• **Task material**:
________________________________________
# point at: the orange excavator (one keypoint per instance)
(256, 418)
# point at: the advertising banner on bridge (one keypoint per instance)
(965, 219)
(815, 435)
________________________________________
• **Exercise aim**:
Return the line that contains "# point at: the advertising" and all lines after it, verbatim, and nothing else.

• **Output**:
# point at: the advertising banner on bridge (one keypoint per instance)
(965, 219)
(815, 435)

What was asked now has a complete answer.